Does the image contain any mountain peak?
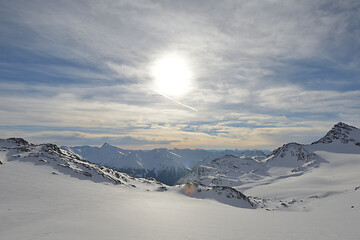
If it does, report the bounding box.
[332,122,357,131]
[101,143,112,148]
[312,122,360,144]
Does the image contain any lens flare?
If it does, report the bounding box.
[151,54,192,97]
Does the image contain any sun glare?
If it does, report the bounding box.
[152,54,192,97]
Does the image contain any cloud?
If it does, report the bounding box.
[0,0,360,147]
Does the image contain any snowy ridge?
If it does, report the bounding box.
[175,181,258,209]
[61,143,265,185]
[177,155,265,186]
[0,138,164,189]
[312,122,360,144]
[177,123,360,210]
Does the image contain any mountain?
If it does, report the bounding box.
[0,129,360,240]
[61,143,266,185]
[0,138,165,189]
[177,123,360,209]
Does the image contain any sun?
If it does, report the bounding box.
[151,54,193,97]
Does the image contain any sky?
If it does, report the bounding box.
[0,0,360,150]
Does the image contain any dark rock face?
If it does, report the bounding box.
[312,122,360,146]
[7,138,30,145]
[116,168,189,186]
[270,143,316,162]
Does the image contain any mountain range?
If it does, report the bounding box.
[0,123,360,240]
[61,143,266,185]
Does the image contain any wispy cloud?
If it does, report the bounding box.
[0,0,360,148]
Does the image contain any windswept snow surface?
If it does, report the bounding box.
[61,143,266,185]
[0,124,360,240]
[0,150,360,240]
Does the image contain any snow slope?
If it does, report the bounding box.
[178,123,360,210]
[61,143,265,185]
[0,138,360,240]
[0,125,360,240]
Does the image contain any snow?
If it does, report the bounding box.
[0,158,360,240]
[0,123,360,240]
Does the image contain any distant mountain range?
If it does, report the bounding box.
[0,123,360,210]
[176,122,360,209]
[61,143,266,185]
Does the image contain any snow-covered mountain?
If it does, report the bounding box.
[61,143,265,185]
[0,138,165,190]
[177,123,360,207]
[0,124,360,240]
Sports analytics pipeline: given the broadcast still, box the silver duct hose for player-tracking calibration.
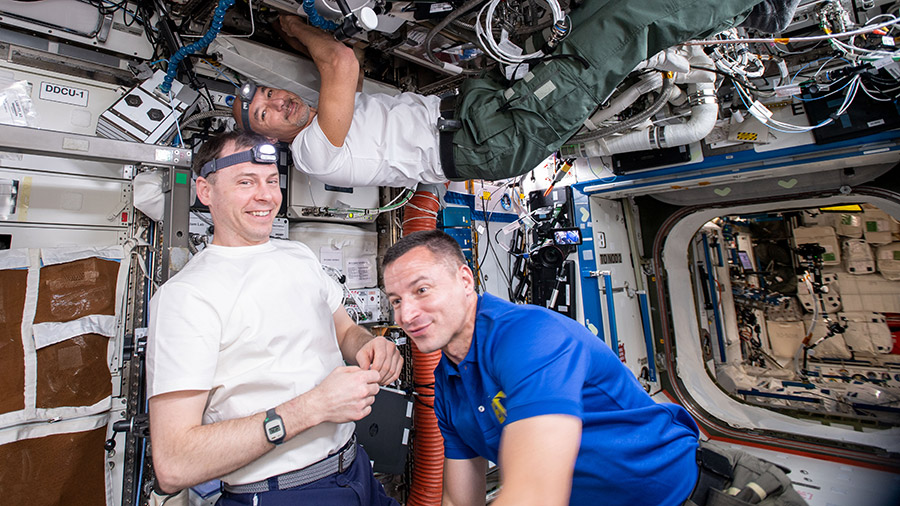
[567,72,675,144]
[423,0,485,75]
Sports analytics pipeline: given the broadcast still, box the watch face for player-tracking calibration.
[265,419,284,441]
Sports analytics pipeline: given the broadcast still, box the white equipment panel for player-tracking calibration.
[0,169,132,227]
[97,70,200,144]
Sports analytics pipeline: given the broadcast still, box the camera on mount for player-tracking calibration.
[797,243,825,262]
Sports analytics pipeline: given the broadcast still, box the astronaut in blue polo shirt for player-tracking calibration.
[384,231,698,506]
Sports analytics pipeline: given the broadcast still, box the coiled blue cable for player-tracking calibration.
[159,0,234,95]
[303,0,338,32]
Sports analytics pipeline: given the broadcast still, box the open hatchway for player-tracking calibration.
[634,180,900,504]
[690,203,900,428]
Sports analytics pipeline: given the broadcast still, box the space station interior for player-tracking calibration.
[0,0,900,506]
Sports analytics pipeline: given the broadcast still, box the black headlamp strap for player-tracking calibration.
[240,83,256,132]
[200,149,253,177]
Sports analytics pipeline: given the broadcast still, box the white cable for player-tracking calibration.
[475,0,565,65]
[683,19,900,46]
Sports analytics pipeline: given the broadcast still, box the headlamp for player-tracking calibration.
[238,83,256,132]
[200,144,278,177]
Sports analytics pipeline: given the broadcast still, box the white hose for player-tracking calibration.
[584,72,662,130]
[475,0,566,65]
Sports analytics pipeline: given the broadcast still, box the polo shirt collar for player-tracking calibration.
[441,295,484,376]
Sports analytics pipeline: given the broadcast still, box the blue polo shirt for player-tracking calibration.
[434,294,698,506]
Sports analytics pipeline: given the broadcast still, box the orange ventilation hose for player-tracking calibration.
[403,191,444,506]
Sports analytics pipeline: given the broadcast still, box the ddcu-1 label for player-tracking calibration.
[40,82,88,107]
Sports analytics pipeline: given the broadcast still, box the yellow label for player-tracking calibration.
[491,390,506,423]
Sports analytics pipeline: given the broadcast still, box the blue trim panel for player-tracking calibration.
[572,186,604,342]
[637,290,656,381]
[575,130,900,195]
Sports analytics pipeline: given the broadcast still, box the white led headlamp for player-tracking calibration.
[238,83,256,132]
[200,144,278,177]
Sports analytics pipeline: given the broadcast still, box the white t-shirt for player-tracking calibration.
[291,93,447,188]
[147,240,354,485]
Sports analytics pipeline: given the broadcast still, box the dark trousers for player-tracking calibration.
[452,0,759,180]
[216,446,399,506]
==
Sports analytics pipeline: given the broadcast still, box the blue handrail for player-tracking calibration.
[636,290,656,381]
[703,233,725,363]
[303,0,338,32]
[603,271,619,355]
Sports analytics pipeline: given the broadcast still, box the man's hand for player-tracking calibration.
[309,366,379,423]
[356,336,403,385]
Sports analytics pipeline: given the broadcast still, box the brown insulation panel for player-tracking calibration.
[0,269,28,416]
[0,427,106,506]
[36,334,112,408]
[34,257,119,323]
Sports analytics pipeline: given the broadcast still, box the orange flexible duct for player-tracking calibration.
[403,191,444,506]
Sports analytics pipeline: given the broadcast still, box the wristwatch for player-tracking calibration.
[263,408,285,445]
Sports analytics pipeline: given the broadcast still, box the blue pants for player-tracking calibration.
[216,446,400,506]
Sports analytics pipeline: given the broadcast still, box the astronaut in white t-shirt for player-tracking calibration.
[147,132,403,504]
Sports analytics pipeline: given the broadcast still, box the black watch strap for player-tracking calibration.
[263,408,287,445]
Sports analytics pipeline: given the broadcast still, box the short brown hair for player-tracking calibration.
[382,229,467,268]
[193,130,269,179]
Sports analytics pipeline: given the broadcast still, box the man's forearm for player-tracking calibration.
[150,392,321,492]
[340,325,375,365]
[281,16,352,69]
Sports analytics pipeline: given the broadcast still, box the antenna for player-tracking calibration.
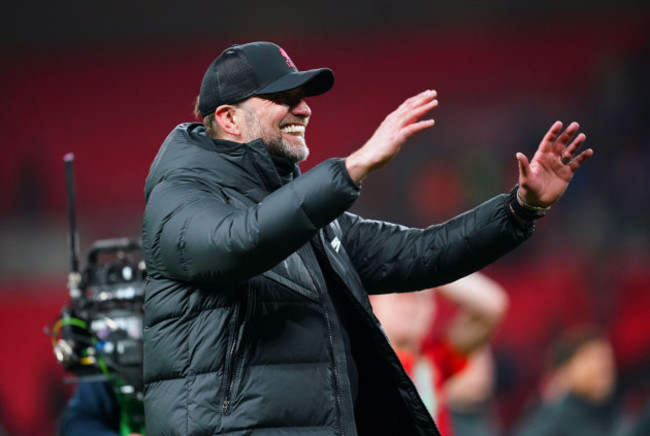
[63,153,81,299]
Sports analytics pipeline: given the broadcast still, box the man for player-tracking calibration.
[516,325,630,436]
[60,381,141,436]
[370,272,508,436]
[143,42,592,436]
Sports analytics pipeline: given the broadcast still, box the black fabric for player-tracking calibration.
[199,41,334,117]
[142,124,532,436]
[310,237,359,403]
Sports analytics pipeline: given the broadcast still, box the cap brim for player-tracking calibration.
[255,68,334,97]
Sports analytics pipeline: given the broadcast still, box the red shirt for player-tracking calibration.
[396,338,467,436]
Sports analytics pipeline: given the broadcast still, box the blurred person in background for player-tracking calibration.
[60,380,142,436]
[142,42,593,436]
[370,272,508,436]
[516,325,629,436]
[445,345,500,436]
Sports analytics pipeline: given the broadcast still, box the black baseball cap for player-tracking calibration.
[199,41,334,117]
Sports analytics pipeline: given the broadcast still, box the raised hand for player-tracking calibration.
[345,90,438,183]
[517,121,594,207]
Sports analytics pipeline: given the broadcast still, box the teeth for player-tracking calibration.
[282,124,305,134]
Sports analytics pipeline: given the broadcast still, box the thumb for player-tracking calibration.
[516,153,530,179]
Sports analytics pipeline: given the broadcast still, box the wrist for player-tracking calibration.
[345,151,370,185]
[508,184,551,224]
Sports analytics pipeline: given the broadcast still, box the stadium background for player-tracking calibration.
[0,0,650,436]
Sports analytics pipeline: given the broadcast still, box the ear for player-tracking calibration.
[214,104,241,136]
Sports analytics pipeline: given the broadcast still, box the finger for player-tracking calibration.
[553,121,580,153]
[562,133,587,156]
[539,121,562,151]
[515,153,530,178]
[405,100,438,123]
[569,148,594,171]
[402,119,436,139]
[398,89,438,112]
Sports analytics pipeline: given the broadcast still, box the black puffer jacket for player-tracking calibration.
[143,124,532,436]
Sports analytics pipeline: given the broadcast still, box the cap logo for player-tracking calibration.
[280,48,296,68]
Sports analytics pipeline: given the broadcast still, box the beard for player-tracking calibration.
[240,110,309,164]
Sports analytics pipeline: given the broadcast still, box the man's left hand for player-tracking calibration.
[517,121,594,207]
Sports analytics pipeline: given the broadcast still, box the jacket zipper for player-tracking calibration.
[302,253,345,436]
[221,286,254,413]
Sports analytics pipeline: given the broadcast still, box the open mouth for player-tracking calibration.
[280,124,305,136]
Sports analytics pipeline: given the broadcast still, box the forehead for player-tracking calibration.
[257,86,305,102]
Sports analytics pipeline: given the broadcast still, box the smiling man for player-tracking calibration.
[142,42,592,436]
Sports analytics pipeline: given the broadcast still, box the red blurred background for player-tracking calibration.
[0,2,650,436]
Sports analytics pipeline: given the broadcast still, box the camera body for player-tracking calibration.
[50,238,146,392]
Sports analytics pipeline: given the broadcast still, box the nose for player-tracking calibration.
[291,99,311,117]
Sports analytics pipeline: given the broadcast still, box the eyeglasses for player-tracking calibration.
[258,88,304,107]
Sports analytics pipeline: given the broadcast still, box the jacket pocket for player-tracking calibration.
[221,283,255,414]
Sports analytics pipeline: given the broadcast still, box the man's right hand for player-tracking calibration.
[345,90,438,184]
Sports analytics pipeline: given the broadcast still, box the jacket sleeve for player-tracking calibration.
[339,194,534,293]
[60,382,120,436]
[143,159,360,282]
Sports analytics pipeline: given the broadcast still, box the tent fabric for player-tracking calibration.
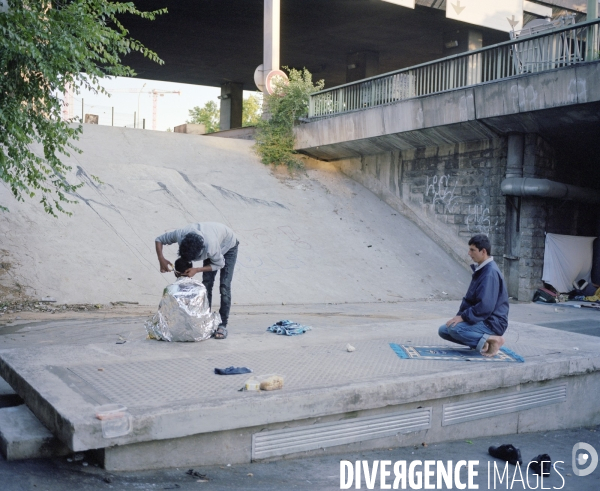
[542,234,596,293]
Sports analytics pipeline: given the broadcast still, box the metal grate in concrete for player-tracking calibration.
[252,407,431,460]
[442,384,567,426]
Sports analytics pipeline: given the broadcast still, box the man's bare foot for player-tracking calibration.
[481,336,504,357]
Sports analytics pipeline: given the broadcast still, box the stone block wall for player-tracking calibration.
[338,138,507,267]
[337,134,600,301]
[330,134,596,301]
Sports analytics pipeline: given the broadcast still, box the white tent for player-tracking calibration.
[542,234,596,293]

### [Objective]
How many lines in the records above contain the string "fabric"? Case counts. Give only the number.

### [Reply]
2